» What is needed: Reproduce, character for character, the stretch of the records below from the line containing "If you could tag every instance of the green herb" through the line containing "point(202, 257)", with both of those lines included.

» Material shown:
* * * * *
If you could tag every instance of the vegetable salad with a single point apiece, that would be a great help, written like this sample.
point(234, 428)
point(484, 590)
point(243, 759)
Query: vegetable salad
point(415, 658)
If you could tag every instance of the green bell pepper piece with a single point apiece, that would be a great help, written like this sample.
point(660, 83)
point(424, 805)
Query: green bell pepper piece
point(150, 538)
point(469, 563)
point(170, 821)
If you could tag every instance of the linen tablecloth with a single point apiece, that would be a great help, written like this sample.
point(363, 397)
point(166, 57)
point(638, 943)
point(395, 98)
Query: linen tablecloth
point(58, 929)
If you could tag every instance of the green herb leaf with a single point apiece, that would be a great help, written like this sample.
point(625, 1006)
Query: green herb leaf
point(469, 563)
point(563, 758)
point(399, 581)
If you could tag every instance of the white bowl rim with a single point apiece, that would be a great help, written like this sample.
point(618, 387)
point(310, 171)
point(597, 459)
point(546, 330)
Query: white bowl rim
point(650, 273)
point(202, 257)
* * * * *
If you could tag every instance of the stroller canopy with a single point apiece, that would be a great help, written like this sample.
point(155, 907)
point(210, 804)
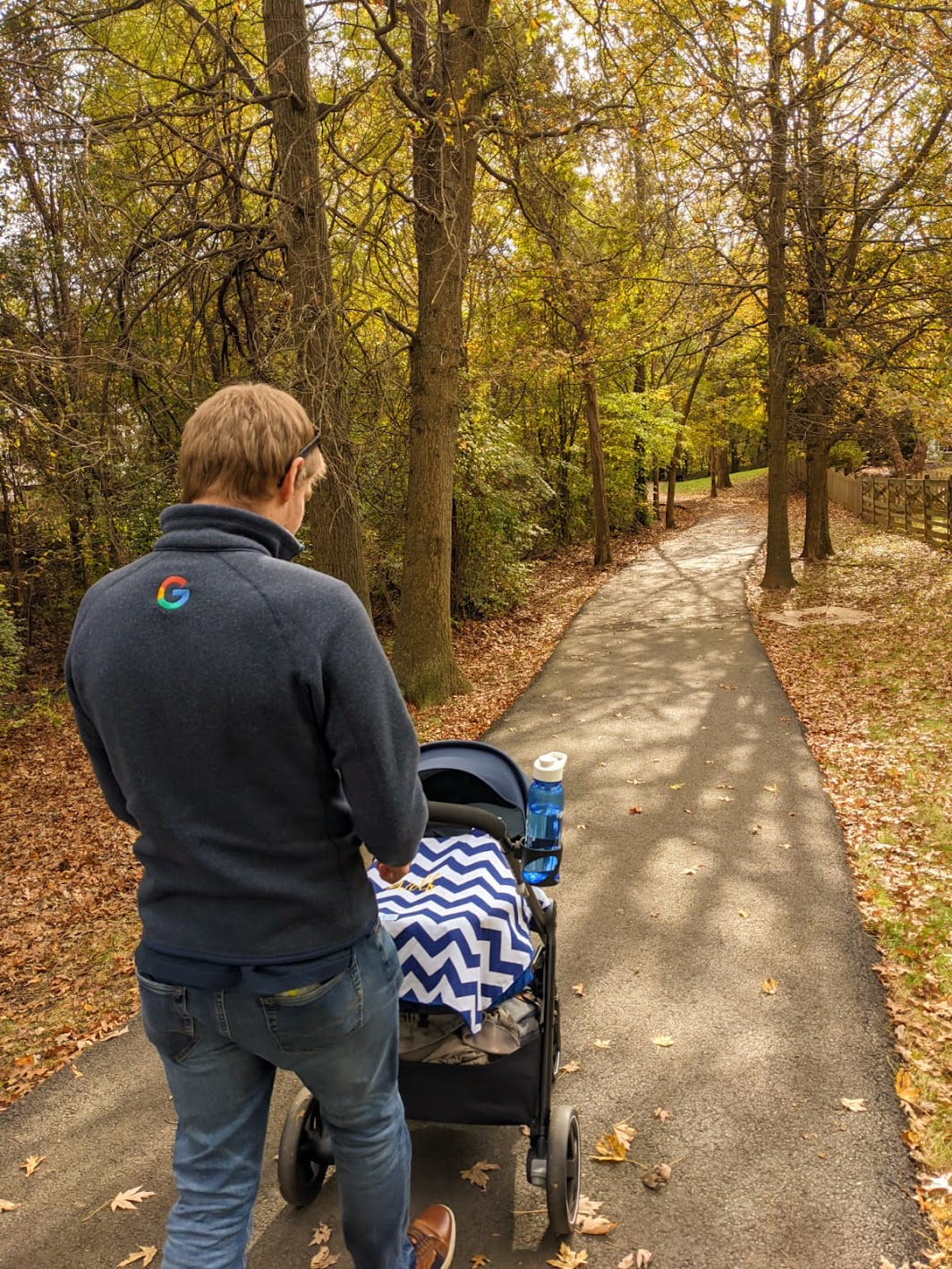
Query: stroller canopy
* * * * *
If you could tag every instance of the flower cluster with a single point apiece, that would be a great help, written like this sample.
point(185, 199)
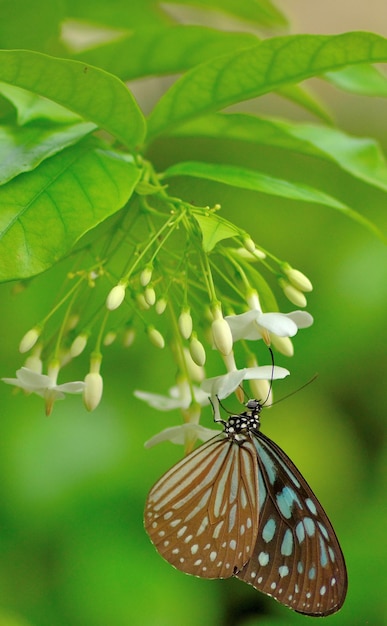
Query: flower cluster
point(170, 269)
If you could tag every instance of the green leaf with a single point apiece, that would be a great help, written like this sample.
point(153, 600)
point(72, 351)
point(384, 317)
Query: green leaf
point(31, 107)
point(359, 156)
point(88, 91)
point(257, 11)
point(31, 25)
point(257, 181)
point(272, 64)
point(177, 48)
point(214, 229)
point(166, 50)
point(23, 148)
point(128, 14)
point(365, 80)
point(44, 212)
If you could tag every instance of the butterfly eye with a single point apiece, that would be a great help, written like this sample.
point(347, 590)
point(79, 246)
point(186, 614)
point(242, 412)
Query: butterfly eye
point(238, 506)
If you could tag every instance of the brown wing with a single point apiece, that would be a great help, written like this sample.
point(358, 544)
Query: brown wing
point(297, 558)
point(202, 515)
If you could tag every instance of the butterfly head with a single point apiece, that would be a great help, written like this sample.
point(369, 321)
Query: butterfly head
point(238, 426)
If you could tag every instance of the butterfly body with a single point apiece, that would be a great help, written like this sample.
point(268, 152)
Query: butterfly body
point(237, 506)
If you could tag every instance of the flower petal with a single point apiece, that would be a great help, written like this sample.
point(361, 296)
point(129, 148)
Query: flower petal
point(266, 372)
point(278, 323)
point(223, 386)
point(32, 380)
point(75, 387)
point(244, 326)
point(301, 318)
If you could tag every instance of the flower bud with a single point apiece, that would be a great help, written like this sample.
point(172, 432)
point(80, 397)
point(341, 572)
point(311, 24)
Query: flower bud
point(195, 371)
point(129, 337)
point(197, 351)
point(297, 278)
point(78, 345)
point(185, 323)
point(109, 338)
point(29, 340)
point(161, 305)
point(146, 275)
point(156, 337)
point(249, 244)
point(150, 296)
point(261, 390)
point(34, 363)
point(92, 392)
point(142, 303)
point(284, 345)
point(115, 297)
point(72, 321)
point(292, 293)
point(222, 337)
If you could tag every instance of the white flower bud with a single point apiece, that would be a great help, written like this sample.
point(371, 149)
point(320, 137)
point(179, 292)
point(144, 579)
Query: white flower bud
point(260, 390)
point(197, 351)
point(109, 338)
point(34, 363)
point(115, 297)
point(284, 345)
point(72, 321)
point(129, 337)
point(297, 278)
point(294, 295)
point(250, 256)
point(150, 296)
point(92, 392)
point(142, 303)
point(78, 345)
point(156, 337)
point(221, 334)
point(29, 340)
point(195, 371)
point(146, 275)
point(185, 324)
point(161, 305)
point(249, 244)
* * * * *
» Exercise output:
If you could tag every instance of the green herb leaf with a single point apiece, that would be a great help, written like this sample.
point(625, 1006)
Query: green herb leaf
point(469, 563)
point(563, 758)
point(399, 581)
If you could tag every instance of the white bowl rim with a single point apiece, that would be a great help, written like this sample.
point(618, 387)
point(310, 171)
point(597, 459)
point(546, 330)
Query: white bowl rim
point(650, 273)
point(202, 257)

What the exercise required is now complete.